(Coordinate annotation records)
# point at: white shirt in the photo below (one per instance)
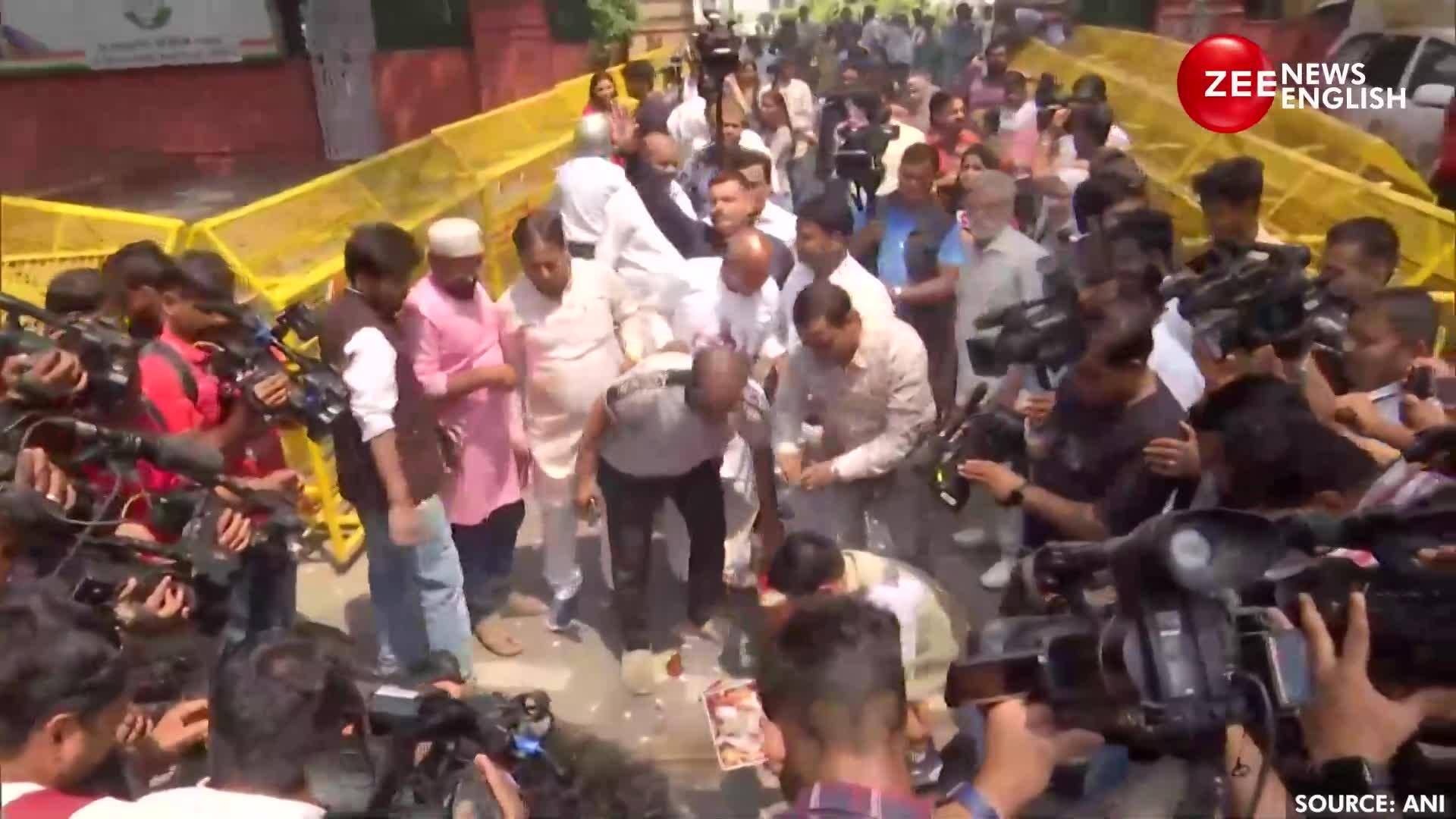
(710, 314)
(582, 187)
(894, 152)
(635, 246)
(867, 293)
(1068, 149)
(780, 223)
(701, 171)
(799, 99)
(1172, 360)
(1024, 118)
(370, 376)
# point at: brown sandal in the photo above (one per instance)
(497, 640)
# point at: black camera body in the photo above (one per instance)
(107, 354)
(715, 50)
(1046, 334)
(254, 352)
(1254, 297)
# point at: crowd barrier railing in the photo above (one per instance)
(1304, 193)
(289, 248)
(39, 240)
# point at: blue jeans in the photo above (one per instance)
(487, 556)
(417, 591)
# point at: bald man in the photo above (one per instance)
(654, 175)
(585, 183)
(731, 302)
(660, 431)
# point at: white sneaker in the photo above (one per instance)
(973, 537)
(998, 576)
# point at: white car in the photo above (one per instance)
(1420, 60)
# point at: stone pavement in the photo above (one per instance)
(580, 670)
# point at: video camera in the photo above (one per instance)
(861, 155)
(971, 433)
(441, 781)
(1147, 639)
(254, 352)
(108, 354)
(1257, 297)
(715, 50)
(1046, 334)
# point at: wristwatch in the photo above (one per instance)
(1017, 496)
(1354, 774)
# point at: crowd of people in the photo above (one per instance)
(708, 314)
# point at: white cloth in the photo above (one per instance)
(1068, 150)
(710, 314)
(370, 376)
(1019, 118)
(780, 223)
(635, 246)
(1172, 360)
(181, 803)
(799, 98)
(894, 152)
(867, 293)
(582, 187)
(566, 354)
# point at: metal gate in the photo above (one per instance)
(341, 50)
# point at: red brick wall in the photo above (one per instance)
(419, 91)
(61, 127)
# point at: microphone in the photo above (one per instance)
(185, 457)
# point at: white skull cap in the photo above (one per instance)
(456, 238)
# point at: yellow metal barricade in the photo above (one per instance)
(1307, 188)
(41, 238)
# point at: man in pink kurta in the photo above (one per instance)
(453, 335)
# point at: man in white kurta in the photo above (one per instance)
(733, 302)
(563, 340)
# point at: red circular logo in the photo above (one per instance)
(1220, 86)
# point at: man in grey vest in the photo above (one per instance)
(660, 431)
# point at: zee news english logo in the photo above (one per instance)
(1226, 83)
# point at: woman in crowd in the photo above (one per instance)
(785, 149)
(976, 159)
(601, 95)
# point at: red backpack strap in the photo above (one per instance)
(46, 803)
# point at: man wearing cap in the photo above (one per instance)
(585, 183)
(563, 327)
(453, 338)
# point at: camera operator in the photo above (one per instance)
(134, 275)
(391, 458)
(1091, 482)
(867, 382)
(1391, 331)
(1231, 194)
(930, 626)
(69, 710)
(905, 240)
(835, 707)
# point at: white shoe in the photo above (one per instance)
(998, 576)
(637, 672)
(971, 537)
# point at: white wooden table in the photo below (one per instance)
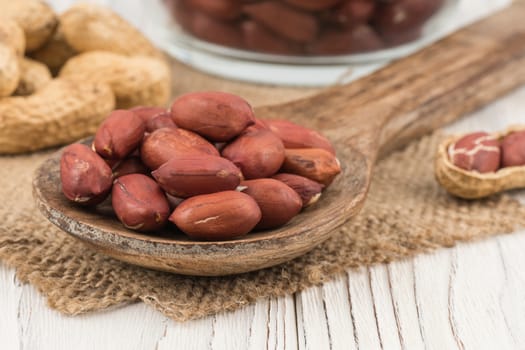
(468, 297)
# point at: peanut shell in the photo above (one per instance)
(35, 17)
(119, 134)
(92, 27)
(472, 184)
(64, 111)
(137, 80)
(33, 77)
(217, 116)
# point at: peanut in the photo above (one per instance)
(312, 5)
(131, 165)
(187, 176)
(139, 203)
(119, 134)
(472, 184)
(160, 121)
(297, 136)
(299, 26)
(477, 151)
(317, 164)
(513, 149)
(278, 202)
(309, 191)
(217, 216)
(258, 153)
(163, 144)
(86, 179)
(217, 116)
(256, 37)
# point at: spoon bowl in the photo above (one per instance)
(364, 119)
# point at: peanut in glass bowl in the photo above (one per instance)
(304, 31)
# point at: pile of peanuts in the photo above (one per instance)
(487, 153)
(206, 164)
(305, 27)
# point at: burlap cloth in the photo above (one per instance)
(406, 213)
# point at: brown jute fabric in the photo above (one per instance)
(406, 213)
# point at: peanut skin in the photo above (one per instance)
(217, 216)
(86, 179)
(119, 134)
(148, 112)
(189, 176)
(308, 190)
(279, 203)
(162, 120)
(217, 116)
(513, 149)
(297, 136)
(316, 164)
(131, 165)
(139, 203)
(477, 151)
(163, 144)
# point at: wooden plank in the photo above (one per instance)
(10, 325)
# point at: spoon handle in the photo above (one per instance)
(419, 93)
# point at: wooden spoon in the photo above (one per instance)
(436, 85)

**EXERCISE DIRECTIONS:**
Reproduce the lines of the records exactly, starting at the line that contains "# point at: brown jute" and ending at the final line of the records.

**FINISHED EXERCISE:**
# point at: brown jute fabric in the photo above (one per instance)
(406, 213)
# point at: peanut skin in the photo above (one per instance)
(217, 216)
(86, 179)
(119, 134)
(148, 112)
(189, 176)
(308, 190)
(279, 203)
(162, 120)
(217, 116)
(513, 149)
(297, 136)
(316, 164)
(131, 165)
(139, 203)
(477, 151)
(163, 144)
# point at: wooden plank in the photo above (one per instance)
(10, 325)
# point at: spoon handle in the photo above (one per instance)
(419, 93)
# point at: wooden spoon in the photo above (one per instance)
(436, 85)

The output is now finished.